>> start EXTRACT TO READ

Home What we do now in gun-crazy America: Shoot first, ask questions later
State/National

What we do now in gun-crazy America: Shoot first, ask questions later

Chris Graham
gun america
(© Stillfx – stock.adobe.com)

Mass shootings are old news. The new trend in gun-crazy America is shooting total strangers because they knock on your door, turn around in your driveway or mistake your car for theirs.

The root cause of both: the NRA bought the Republican Party and the Supreme Court to rewrite the Constitution, and Fox News volunteered its services to convince half the population that everybody is out to get them.

We’ll start with Heather Roth, a teenage Texas cheerleader who opened the door to a car in a supermarket parking lot that she and her teammates used as a carpool lot, thinking the car was hers, before seeing Pedro Tello Rodriguez Jr., 25, sitting in the passenger seat.

She initially panicked, thinking there was a stranger in her car, and got back into a friend’s vehicle.

The natural response to this in stand your ground America is to open fire, right?

“I see the guy get out of the passenger door, and I rolled my window down, and I was trying to apologize to him,” Roth said. “And then halfway, my window was down, and he just threw his hands up, and then he pulled out a gun, and he just started shooting at all of us.”

Roth and one of her teammates in the Woodland Elite Cheer Company, Payton Washington, were struck by the gunfire.

>> end EXTRACT TO READ
>> start SUPPLIED INFORMATION

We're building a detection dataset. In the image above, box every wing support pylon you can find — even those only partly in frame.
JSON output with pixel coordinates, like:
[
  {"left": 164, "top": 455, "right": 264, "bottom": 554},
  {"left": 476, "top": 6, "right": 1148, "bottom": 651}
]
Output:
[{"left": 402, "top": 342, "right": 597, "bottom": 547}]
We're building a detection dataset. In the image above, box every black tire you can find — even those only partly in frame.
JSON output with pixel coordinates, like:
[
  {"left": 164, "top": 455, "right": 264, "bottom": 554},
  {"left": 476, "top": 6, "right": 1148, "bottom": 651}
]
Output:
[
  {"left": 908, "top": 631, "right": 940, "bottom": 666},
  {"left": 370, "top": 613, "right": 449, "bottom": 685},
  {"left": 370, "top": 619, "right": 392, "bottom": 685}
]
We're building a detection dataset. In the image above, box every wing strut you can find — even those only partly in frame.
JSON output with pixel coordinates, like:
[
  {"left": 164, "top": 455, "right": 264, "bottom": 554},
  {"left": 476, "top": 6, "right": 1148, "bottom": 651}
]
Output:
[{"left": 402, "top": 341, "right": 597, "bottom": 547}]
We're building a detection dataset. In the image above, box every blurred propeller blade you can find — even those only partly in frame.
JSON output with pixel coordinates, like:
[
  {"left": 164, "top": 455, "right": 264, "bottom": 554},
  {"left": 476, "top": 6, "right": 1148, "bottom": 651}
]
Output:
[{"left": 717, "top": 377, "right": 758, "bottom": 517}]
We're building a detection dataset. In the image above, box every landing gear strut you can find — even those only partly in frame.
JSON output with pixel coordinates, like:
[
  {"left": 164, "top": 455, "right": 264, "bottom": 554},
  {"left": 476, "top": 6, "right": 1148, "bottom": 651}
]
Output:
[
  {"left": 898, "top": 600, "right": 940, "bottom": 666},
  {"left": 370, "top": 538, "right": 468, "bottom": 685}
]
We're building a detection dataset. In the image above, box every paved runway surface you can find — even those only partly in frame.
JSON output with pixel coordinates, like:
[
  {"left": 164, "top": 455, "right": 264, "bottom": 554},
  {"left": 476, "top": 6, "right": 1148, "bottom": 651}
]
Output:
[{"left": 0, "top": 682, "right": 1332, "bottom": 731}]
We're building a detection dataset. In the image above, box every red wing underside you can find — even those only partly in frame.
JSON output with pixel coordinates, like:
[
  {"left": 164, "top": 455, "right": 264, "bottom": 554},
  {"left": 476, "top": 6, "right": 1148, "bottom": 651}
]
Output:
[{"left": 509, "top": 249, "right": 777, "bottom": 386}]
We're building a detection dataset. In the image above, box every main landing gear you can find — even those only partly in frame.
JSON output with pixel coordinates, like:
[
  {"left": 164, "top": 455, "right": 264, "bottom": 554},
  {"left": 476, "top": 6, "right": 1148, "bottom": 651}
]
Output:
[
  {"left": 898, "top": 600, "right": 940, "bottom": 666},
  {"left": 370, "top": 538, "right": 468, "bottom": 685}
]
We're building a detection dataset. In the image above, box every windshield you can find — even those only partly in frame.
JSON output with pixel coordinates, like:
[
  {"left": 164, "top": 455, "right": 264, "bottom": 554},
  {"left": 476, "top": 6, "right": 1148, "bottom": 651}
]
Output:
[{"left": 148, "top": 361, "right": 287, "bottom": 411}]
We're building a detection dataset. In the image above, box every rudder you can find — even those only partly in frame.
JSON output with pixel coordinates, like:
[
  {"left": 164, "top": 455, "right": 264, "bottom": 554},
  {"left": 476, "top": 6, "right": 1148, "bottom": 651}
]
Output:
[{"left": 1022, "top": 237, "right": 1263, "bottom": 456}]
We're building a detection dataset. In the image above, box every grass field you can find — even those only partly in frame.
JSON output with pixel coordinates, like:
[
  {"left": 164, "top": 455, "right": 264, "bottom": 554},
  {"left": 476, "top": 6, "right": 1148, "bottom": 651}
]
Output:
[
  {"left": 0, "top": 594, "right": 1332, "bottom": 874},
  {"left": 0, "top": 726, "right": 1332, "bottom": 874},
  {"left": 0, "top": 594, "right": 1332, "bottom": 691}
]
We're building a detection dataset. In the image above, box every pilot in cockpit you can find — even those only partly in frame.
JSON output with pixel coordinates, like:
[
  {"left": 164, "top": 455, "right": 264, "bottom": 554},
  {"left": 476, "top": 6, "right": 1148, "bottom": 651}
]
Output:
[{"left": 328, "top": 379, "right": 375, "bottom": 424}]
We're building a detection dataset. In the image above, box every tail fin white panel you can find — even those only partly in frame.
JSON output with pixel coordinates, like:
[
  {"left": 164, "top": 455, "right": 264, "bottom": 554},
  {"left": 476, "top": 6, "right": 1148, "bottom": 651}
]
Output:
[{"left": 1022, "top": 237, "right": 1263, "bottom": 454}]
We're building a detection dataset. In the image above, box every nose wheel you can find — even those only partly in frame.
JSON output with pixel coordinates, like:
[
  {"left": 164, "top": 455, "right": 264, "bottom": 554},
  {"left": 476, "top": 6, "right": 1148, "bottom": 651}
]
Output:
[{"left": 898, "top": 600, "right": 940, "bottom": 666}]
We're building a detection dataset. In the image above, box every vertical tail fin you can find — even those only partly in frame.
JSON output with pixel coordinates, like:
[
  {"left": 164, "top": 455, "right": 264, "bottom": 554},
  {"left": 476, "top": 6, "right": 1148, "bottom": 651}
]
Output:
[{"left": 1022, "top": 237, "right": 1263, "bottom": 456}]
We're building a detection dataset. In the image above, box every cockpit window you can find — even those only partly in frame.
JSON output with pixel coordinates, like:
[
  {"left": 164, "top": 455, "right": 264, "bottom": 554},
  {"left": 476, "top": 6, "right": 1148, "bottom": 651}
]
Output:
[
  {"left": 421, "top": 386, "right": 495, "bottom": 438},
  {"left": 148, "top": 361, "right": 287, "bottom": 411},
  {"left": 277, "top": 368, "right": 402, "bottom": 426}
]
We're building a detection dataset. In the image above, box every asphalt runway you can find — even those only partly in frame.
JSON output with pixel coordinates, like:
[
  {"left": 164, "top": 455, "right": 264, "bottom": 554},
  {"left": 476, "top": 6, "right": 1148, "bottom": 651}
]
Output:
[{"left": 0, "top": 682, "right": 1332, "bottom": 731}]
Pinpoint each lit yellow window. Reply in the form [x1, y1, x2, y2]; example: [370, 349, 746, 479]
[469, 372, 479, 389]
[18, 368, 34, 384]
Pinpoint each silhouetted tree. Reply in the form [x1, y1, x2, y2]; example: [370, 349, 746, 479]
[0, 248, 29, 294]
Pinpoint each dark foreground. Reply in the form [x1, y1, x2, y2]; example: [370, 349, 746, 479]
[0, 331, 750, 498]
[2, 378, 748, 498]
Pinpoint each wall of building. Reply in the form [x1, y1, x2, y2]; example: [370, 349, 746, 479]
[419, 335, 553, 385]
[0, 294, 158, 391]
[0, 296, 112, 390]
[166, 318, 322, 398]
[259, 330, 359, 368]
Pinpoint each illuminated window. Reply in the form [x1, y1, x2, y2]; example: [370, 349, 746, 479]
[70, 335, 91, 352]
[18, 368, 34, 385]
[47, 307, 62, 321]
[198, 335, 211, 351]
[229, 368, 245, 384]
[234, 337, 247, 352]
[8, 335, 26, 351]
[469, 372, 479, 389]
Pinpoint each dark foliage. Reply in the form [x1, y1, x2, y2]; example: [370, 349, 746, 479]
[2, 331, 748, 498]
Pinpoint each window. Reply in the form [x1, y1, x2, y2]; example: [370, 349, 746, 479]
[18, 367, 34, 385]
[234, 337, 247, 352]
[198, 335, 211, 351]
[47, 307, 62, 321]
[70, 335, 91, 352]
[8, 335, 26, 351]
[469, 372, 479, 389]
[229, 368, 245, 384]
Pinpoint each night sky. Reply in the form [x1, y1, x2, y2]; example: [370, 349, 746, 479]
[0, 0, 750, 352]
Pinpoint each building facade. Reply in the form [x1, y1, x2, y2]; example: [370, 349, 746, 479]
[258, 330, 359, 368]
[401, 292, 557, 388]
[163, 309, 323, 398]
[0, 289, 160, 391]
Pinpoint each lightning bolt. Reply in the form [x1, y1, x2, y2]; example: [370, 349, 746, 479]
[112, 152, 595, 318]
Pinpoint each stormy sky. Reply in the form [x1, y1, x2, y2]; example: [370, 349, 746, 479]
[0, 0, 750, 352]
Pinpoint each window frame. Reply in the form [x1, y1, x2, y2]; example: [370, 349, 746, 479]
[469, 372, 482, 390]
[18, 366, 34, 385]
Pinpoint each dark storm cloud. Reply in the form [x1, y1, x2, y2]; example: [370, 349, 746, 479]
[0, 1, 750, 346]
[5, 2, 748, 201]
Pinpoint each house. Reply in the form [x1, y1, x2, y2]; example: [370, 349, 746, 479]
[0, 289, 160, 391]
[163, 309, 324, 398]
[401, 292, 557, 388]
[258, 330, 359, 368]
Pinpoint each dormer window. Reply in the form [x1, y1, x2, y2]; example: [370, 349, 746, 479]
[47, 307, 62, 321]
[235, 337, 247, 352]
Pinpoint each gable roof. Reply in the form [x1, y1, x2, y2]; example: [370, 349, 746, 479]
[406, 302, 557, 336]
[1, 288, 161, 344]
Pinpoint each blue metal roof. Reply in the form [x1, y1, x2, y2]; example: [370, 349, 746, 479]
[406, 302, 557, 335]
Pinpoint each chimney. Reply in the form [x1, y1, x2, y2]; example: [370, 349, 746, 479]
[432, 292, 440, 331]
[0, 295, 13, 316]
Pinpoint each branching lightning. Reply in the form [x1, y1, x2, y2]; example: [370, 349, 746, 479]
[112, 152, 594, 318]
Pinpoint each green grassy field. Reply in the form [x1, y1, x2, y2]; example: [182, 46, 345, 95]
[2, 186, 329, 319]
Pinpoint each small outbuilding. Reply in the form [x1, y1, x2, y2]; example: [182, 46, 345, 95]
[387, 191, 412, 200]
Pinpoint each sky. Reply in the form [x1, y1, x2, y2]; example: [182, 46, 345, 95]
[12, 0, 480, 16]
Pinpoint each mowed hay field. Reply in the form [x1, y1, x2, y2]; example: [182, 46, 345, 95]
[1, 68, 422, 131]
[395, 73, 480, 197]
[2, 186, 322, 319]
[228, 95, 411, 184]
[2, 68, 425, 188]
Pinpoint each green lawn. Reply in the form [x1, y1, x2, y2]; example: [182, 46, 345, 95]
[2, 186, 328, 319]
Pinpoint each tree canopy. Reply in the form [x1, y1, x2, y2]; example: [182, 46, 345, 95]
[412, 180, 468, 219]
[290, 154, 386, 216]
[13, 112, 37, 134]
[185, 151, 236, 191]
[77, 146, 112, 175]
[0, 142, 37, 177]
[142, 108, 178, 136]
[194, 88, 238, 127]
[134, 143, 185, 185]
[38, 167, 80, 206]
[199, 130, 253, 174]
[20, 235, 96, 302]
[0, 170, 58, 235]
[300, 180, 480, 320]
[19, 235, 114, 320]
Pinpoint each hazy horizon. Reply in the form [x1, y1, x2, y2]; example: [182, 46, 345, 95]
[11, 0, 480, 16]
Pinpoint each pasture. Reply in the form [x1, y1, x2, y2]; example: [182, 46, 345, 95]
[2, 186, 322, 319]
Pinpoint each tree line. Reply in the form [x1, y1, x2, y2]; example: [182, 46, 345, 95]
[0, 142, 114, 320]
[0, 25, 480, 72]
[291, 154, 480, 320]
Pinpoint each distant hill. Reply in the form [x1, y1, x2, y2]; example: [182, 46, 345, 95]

>> end SUPPLIED INFORMATION

REQUESTS>
[1] Answer these from the article on shootings, one line each:
(a) How old is Pedro Tello Rodriguez Jr. said to be?
(b) Where was the car that Heather Roth opened, and what did she and her teammates use that spot for?
(c) Which cheer company did Roth and Payton Washington belong to?
[2] Rewrite the part of the article on shootings that begins at "We’ll start with" and stops after "a friend’s vehicle.", substituting "grocery store" for "supermarket".

RESPONSES TO THE EXERCISE>
[1]
(a) He is 25.
(b) It was in a supermarket parking lot, which she and her teammates used as a carpool lot.
(c) They belonged to the Woodland Elite Cheer Company.

[2]
We’ll start with Heather Roth, a teenage Texas cheerleader who opened the door to a car in a grocery store parking lot that she and her teammates used as a carpool lot, thinking the car was hers, before seeing Pedro Tello Rodriguez Jr., 25, sitting in the passenger seat.

She initially panicked, thinking there was a stranger in her car, and got back into a friend’s vehicle.